(Stored data)
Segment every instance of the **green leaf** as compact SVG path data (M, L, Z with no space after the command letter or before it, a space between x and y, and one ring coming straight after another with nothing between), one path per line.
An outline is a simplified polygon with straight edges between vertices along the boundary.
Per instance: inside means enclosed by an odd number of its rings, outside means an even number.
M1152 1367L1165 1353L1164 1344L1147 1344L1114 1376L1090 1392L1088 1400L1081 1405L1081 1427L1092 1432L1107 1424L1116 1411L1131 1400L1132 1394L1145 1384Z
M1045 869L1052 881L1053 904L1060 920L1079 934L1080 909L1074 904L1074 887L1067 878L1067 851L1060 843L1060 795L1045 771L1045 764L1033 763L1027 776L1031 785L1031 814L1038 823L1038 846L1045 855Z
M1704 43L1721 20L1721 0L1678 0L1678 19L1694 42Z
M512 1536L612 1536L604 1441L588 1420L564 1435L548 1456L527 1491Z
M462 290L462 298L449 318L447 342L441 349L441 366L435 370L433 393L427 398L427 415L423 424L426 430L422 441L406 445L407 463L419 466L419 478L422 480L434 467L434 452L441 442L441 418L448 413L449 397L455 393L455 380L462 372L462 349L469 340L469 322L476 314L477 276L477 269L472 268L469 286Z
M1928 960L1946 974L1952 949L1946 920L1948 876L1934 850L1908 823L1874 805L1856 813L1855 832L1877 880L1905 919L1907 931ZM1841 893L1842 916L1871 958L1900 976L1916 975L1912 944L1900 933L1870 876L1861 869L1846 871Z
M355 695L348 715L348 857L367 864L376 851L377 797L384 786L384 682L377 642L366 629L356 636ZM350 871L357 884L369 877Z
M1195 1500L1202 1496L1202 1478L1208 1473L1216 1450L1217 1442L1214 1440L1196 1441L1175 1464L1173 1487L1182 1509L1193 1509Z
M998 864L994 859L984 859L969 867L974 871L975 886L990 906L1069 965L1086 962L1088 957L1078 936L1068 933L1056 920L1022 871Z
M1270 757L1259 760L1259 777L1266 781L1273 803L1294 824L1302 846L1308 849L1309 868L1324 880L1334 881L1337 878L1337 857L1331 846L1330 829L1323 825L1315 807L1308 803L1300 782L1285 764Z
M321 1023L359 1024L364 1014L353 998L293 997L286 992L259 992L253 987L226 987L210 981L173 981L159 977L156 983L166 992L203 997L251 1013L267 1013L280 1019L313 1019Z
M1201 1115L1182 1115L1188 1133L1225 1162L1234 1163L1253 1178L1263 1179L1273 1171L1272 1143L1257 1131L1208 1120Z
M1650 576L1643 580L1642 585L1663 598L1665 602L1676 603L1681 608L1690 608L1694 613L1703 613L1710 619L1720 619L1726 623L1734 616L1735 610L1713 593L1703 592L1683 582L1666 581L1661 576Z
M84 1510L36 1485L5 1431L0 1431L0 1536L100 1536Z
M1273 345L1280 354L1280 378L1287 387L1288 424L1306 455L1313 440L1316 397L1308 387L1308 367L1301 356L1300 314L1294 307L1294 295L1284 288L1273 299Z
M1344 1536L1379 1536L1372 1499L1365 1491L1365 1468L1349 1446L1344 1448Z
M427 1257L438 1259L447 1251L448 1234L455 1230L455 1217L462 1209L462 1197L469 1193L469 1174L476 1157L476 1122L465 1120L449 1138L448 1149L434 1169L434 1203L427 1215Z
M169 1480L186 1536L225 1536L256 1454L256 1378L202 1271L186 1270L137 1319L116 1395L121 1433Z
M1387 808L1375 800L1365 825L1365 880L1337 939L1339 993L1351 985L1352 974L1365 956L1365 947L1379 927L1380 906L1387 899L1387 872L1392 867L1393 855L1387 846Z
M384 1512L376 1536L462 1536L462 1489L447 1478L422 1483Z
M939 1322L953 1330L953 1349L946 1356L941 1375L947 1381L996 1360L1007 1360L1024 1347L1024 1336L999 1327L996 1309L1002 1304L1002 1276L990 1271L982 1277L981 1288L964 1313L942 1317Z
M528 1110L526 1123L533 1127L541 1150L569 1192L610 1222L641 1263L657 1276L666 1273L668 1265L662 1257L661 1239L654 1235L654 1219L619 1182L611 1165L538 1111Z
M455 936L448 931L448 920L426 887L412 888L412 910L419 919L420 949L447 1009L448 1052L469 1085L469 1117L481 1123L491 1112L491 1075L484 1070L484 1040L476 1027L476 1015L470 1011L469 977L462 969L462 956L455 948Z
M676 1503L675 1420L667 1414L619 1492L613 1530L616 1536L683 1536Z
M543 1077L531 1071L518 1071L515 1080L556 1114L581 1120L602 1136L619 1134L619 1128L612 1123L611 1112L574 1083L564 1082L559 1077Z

The problem:
What lines above hold the word "instance"? Pull each one out.

Output of the task:
Segment every instance of the **green leaf** as compact SVG path data (M, L, Z with no space after the command letter or before it, a space between x and y, and one ring coming straight after another with nothing between), one path per line.
Per instance: inside means enclosed by an odd number of its rings, outside means an even number.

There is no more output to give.